## Instructions for the task:
Give back the full listing, character for character, with no pictures.

## Entries from a dataset:
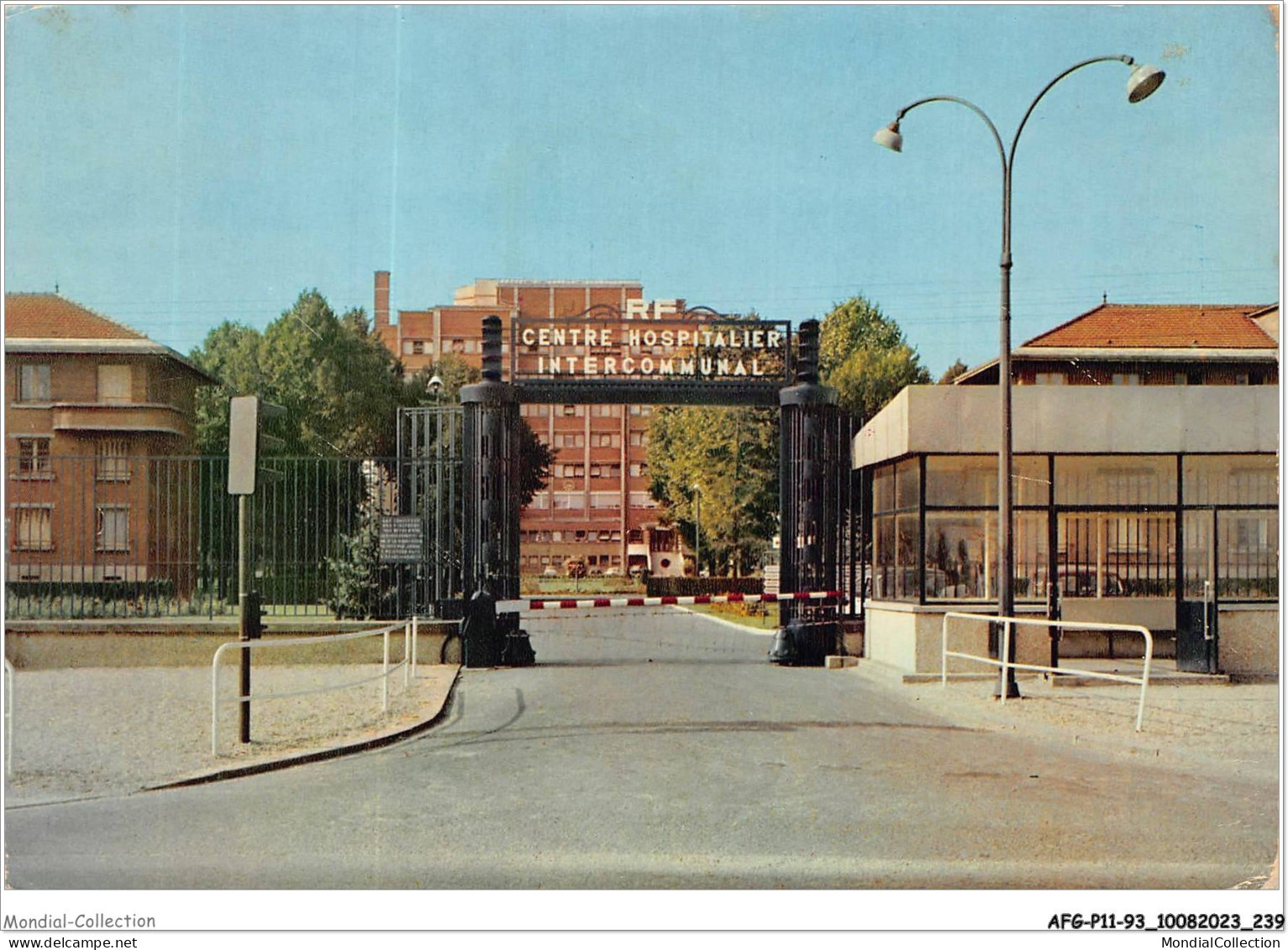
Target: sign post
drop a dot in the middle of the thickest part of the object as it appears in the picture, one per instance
(245, 442)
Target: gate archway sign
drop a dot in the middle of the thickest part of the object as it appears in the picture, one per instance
(697, 357)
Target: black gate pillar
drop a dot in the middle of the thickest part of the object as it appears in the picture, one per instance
(813, 476)
(490, 543)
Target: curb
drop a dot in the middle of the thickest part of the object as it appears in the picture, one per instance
(317, 756)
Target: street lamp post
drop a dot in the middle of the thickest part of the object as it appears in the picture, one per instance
(1142, 82)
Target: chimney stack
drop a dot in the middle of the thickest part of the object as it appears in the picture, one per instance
(381, 299)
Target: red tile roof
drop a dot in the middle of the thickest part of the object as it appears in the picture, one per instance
(1174, 326)
(50, 317)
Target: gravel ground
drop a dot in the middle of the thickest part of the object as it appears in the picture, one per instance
(80, 732)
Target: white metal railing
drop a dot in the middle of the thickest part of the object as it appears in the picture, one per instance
(407, 664)
(1007, 622)
(8, 717)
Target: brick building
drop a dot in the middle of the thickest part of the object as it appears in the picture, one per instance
(87, 399)
(598, 502)
(1149, 345)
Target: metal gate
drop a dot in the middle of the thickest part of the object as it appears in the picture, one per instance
(428, 517)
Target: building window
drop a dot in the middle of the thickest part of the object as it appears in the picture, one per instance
(113, 528)
(113, 384)
(34, 457)
(33, 528)
(111, 459)
(33, 384)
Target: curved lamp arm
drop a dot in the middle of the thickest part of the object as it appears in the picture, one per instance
(1046, 89)
(968, 103)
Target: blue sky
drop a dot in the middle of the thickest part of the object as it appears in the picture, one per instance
(176, 166)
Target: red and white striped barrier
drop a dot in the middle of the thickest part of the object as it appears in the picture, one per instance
(509, 606)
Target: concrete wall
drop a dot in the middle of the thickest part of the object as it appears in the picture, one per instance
(1249, 640)
(1075, 420)
(58, 647)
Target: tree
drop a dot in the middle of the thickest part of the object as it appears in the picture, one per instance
(952, 372)
(339, 384)
(869, 379)
(852, 326)
(231, 354)
(727, 461)
(865, 358)
(455, 372)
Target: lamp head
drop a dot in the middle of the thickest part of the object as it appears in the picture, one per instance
(1143, 81)
(889, 137)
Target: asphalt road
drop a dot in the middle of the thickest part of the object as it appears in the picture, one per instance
(661, 749)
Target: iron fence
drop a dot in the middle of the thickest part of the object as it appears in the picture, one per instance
(138, 537)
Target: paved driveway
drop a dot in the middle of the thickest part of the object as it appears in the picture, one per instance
(660, 749)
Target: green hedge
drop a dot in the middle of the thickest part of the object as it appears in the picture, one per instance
(697, 586)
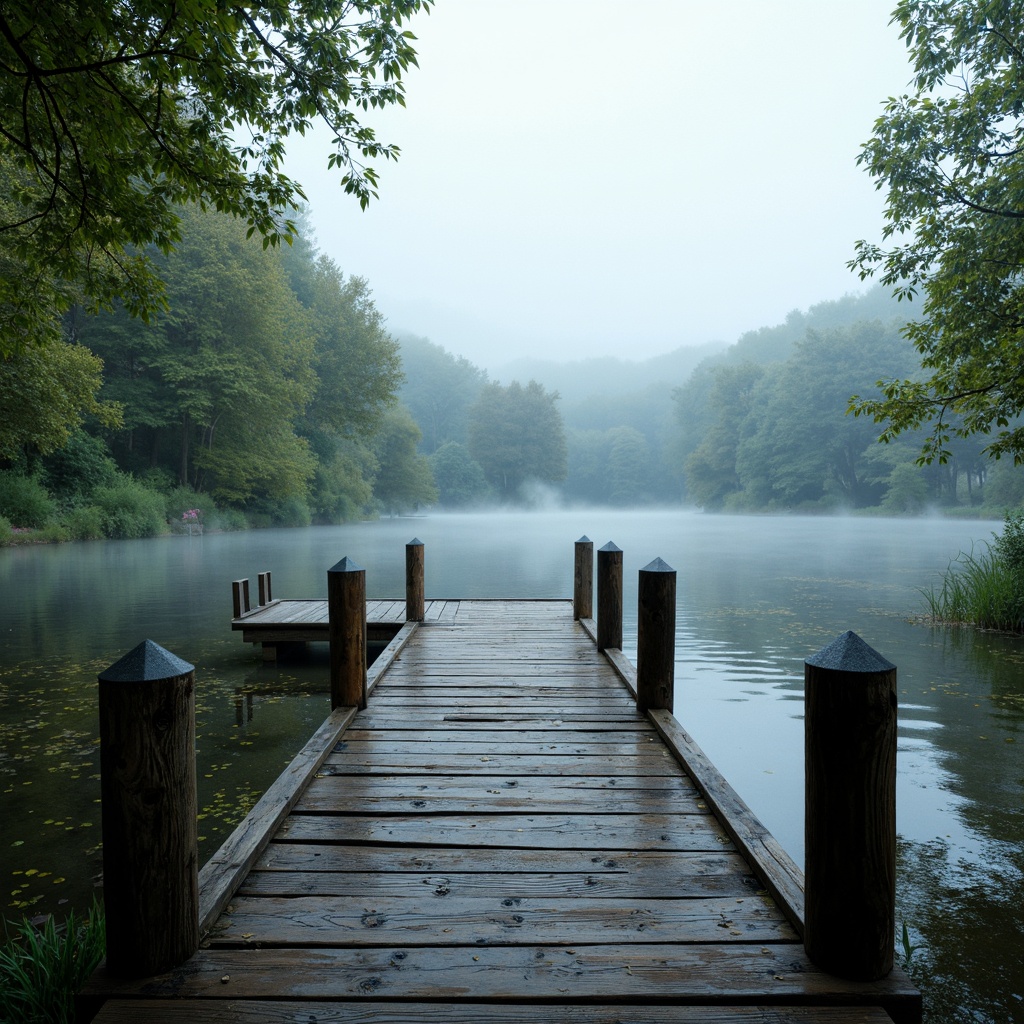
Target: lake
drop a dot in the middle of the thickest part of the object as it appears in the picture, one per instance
(757, 596)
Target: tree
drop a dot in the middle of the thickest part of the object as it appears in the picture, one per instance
(45, 393)
(438, 390)
(951, 158)
(460, 480)
(403, 479)
(516, 434)
(114, 115)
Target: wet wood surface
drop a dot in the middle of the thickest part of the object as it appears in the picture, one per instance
(501, 837)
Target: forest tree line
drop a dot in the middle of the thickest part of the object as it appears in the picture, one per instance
(270, 392)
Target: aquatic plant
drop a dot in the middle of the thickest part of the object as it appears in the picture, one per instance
(43, 966)
(984, 589)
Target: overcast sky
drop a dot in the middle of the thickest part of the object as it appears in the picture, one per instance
(587, 177)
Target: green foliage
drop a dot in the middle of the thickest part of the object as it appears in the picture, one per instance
(83, 463)
(985, 590)
(45, 392)
(516, 434)
(42, 968)
(24, 500)
(113, 116)
(950, 158)
(438, 390)
(460, 480)
(130, 510)
(403, 480)
(84, 522)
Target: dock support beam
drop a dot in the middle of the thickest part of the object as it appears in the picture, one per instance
(850, 825)
(414, 581)
(147, 790)
(583, 579)
(346, 609)
(609, 597)
(655, 636)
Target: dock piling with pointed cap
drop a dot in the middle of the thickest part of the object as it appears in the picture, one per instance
(147, 790)
(346, 604)
(609, 597)
(414, 581)
(850, 823)
(583, 579)
(655, 636)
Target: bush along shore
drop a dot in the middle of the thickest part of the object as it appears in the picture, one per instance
(984, 588)
(123, 508)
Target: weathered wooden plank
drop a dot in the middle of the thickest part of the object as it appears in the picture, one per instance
(222, 872)
(640, 747)
(489, 796)
(395, 720)
(772, 864)
(472, 764)
(673, 884)
(625, 832)
(368, 1012)
(671, 974)
(453, 921)
(646, 866)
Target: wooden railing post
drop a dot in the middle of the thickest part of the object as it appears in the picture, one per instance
(414, 581)
(850, 825)
(263, 581)
(346, 609)
(655, 636)
(583, 580)
(147, 788)
(609, 597)
(240, 597)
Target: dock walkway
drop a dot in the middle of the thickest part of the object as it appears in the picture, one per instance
(500, 836)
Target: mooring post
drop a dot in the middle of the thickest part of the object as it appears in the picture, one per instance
(346, 609)
(147, 790)
(609, 597)
(583, 580)
(240, 597)
(414, 581)
(655, 636)
(850, 824)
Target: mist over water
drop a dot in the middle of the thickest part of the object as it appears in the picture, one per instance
(757, 595)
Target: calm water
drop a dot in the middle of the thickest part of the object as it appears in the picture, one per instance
(757, 595)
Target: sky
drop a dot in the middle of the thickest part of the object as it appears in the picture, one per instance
(587, 178)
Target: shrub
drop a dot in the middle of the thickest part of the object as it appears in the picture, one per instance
(24, 500)
(83, 464)
(985, 590)
(42, 968)
(85, 522)
(130, 510)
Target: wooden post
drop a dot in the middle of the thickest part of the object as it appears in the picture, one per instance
(583, 579)
(609, 597)
(850, 824)
(655, 636)
(147, 788)
(414, 581)
(346, 609)
(240, 597)
(264, 588)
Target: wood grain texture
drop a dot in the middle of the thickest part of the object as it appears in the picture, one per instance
(501, 837)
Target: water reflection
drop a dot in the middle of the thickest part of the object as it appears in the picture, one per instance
(757, 596)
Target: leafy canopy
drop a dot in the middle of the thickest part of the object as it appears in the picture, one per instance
(115, 114)
(951, 156)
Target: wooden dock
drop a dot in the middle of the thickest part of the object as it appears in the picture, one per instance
(501, 836)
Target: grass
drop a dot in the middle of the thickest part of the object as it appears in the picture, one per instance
(985, 590)
(43, 966)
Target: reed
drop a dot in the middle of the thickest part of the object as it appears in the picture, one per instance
(43, 966)
(984, 589)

## Result:
Target: sign post
drop a dot in the middle of the thickest part of the object as it appears in the picture, one per instance
(245, 442)
Target: gate archway sign
drop a dot in the middle of the thickest part of the object as it appears in the picture, one per instance
(697, 357)
Target: black gate pillar
drop a dot in the middle of the thickest part of the object as it appears in the picture, one per instance
(813, 476)
(490, 543)
Target: curb
drop a dot in the middle of the thickest part of the object as it appears in the picture, one per instance
(317, 756)
Target: street lamp post
drop a dot in the middle of the thickest part of the object as it appears in the picture, one per instance
(1142, 82)
Target: chimney stack
drop a dot in the middle of the thickest part of the object as it appears in the picture, one per instance
(381, 299)
Target: red tile roof
drop a dot in the middle of the thickest part of the object as it appears in the picture, one per instance
(1174, 326)
(50, 317)
Target: gravel ground
drop a dot in the middle of the thickest part of the object as it appears in the picture, one per instance
(80, 732)
Target: white metal railing
drop a dot in the middle of the thickest part of the object as it appears in the picture, one per instance
(407, 664)
(1007, 622)
(8, 717)
Target: brick building
drop a dot in the middle of the thickest part of the object as it appears in the picture, one per instance
(87, 399)
(598, 502)
(1149, 345)
Target: metal gate
drop a dot in the middle of the thickest part of the object as it appears in the picture, one per instance
(428, 517)
Target: building window
drop a dot in the middle of the thickest part of the object as it appears in the picture, one per instance
(113, 528)
(113, 384)
(34, 457)
(33, 528)
(111, 459)
(33, 384)
Target: curved lamp arm
drop a dot in the middle of the thickest part of the object as it appears in the picture, one per instance
(1046, 89)
(968, 103)
Target: blue sky
drop a dot in the middle of the thickest part of the object as it appears in the picture, one per instance
(176, 166)
Target: red and white striped barrier
drop a dot in the middle of the thickest part of the object as it appears in the picture, one per instance
(509, 606)
Target: concrete wall
drop a dot in the middle of the thickest part of the object as it appears in the picture, one per instance
(1249, 640)
(1075, 420)
(58, 647)
Target: tree
drop a dot in the middle of the thickest part of the object as it appears in the picture, one per instance
(952, 372)
(339, 384)
(869, 379)
(852, 326)
(231, 354)
(727, 461)
(865, 358)
(455, 372)
Target: lamp head
drop a dot in the middle of the thickest part of the object as it appears in the picture, one per instance
(1143, 81)
(889, 137)
Target: asphalt road
drop a dot in the middle of the thickest part of the object as it appears in the picture, one per instance
(661, 749)
Target: iron fence
drop a dot in the middle of the thickest part of the object as it appears in the picture, one per instance
(138, 537)
Target: paved driveway
drop a dot in the middle of the thickest part of the object as it appears in the picture, one per instance
(660, 749)
Target: green hedge
drop a dot in the middle of the thickest part of the object as it appears in the picture, one per instance
(697, 586)
Target: lake
drop a dot in the middle of the thickest part of the object as it appears in the picture, one per instance
(757, 596)
Target: tree
drop a dot in the middle of the thickest part of the object as it appears in the picture, one per instance
(45, 393)
(438, 390)
(951, 158)
(460, 480)
(403, 479)
(516, 434)
(114, 115)
Target: wet wood surface
drop a dot in the middle of the thickest part of the object as it appears in the picture, one per instance
(501, 837)
Target: forest tree line
drop a dot in the middle of the thickest part of the object as it appears in the picture, one per instance
(270, 392)
Target: aquatic plant
drop a dot in the middle of the thickest part of the object as it appears in the picture, one per instance
(43, 966)
(984, 589)
Target: overcast sky
drop a dot in the middle of the thickest part of the object as it appears in the picture, one per instance
(587, 177)
Target: green foliage
drop a dot in the middle of the thickest part of the object as it appears in the picture, one per instance
(83, 463)
(985, 590)
(45, 392)
(516, 434)
(42, 968)
(24, 500)
(113, 116)
(950, 158)
(438, 390)
(460, 480)
(130, 510)
(403, 480)
(84, 522)
Target: dock support beam
drop a dot in the middle of the thickest part of the object as it appears in the picture, one per instance
(850, 825)
(414, 581)
(147, 790)
(583, 579)
(346, 609)
(609, 597)
(655, 636)
Target: dock piling with pointed cap
drop a dot in the middle of the thickest part of the object as it appears in the picture, one per instance
(147, 790)
(346, 604)
(609, 597)
(414, 581)
(850, 823)
(583, 579)
(655, 636)
Target: bush along shore
drop a dot in the middle of the thickest part of the object as it appears in the picture, one per instance
(984, 588)
(123, 508)
Target: weathered wooden plank
drop a dot in the middle of the thickest part of the object as it appears in the picture, one per instance
(222, 872)
(640, 747)
(489, 796)
(395, 720)
(772, 864)
(472, 764)
(673, 884)
(625, 832)
(368, 1012)
(671, 974)
(453, 921)
(646, 866)
Target: wooden railing post
drop a dot in the middle of the thickest part of the object as it appears in the picture, one per instance
(414, 581)
(850, 825)
(263, 581)
(346, 609)
(655, 636)
(583, 580)
(147, 788)
(609, 597)
(240, 597)
Target: dock walkway
drop a dot in the middle of the thickest part of the object as it appears in the picture, one per instance
(500, 836)
Target: mooring post
drop a dot in the middle of the thickest part of the object as it appears in the picture, one per instance
(346, 609)
(147, 790)
(609, 597)
(583, 580)
(240, 597)
(414, 581)
(655, 636)
(850, 824)
Target: mist over water
drop a dot in the middle of the thickest part of the object as it appears in the picture, one per instance
(757, 595)
Target: calm water
drop a dot in the middle of the thickest part of the object as it appears in the picture, one per instance
(757, 595)
Target: sky
drop a dot in the middle of the thickest part of the object as it appears in the picture, one per instance
(587, 178)
Target: shrub
drop a dot in the middle of the thickest part of the object as it appears in the picture, one per instance
(24, 500)
(83, 464)
(985, 590)
(42, 968)
(85, 522)
(130, 510)
Target: wooden post
drop a dot in the middle of the thickest part of the object as it appears in the picture, one per instance
(583, 579)
(609, 597)
(850, 824)
(655, 636)
(147, 788)
(414, 581)
(346, 609)
(240, 597)
(264, 588)
Target: wood grain texture
drop a dot in the middle of the thickest part of the object as it appears in the picture, one per instance
(501, 837)
Target: water reflection
drop a dot in the middle of the thickest part of the object as it appears in the picture, one per instance
(757, 596)
Target: leafy canopy
drop a dot in the middle of the thickest part of the object as it appears in the picture, one per instance
(115, 114)
(951, 156)
Target: wooden dock
drop a dot in the middle of the thickest part of the object as it appears in the picture, one per instance
(501, 836)
Target: grass
drop a dot in the middle of the thickest part of the object as it appears in the picture, one per instance
(985, 590)
(43, 966)
Target: reed
drop a dot in the middle of the thickest part of the object as it appears in the picture, one per instance
(43, 966)
(984, 589)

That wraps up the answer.